PROBLEM REQUIREMENTS:
Pull out every line below containing the word "above".

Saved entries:

==*==

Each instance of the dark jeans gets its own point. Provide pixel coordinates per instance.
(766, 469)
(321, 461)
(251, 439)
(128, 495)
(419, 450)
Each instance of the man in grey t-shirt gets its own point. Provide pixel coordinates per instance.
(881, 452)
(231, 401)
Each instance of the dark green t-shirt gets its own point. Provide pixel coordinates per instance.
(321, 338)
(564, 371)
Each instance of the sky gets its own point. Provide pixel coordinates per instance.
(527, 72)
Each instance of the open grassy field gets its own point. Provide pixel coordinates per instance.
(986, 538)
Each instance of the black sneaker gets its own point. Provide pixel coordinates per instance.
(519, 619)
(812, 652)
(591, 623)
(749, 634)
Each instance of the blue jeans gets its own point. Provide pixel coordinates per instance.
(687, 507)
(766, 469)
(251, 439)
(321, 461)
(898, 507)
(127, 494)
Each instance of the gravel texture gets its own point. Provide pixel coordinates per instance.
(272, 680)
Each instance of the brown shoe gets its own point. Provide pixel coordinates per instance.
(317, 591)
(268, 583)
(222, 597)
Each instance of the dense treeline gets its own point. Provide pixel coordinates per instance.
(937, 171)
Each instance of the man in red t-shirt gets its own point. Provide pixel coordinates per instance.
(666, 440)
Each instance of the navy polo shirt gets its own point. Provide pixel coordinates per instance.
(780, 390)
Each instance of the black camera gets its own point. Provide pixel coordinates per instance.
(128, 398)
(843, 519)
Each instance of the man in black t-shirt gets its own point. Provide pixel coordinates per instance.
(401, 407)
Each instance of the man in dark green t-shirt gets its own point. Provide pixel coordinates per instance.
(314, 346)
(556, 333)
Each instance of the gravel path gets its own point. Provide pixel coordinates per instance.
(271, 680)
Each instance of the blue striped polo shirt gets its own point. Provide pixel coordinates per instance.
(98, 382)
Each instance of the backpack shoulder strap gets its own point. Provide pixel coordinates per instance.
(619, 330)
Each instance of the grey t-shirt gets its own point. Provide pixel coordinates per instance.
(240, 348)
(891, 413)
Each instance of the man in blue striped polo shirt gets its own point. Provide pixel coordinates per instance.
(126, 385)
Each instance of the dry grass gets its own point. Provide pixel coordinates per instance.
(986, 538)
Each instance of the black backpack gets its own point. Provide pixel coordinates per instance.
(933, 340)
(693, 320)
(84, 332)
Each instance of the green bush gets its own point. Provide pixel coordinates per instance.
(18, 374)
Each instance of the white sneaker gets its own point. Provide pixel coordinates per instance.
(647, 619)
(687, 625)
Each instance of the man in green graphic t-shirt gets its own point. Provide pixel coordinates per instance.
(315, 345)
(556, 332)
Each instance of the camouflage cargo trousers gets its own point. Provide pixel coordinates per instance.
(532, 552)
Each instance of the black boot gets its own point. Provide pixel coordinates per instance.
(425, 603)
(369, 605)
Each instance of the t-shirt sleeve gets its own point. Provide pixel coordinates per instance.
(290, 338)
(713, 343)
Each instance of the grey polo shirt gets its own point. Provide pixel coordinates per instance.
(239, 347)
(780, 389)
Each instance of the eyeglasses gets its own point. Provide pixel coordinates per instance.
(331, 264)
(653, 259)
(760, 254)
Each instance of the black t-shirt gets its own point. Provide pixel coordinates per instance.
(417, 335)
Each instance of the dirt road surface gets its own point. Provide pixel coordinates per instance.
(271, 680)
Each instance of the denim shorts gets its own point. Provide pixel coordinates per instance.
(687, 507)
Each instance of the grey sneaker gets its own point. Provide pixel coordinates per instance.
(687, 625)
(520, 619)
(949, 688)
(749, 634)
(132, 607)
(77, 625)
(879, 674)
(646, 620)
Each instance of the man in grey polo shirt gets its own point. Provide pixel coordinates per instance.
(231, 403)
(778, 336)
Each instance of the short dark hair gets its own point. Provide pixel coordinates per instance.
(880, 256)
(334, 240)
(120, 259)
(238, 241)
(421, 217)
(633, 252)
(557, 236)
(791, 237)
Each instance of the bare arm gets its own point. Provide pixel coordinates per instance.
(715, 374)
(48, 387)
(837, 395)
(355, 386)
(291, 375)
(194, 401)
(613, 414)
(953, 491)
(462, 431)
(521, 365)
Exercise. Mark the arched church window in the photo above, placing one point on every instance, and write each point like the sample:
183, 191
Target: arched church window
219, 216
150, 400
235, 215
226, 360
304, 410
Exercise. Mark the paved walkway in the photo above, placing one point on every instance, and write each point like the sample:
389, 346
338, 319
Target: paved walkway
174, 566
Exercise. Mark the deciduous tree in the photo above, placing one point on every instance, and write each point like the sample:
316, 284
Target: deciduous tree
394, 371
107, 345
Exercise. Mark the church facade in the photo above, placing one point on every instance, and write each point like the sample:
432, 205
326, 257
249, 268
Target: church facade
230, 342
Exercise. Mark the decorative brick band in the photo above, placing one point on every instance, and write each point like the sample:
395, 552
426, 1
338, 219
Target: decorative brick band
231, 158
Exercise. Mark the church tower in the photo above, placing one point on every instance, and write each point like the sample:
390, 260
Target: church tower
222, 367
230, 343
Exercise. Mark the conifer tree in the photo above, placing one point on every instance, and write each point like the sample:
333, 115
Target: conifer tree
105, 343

==*==

WRITTEN RESPONSE:
Exercise. Mark the arched church window in the photo above, placing one point on every instance, and write each point like the sample:
Exercise. Mark the paved walkway in the photo above, placing one point on every instance, and write each point like the sample:
Exercise. Mark the deciduous tree in the photo above, placing one point on every instance, and write each point like the sample:
Exercise. Mark the church facade in the photo above, placing one point on every instance, and write each point like the sample:
Exercise. Mark the decorative brick band in the photo above, placing one point on every instance, and write each point like the sample:
Exercise. Mark the church tower in the photo above, placing one point on every instance, and write each point like the sample:
Exercise. Mark the conifer tree in the photo above, placing one point on every instance, and write each point like the sample:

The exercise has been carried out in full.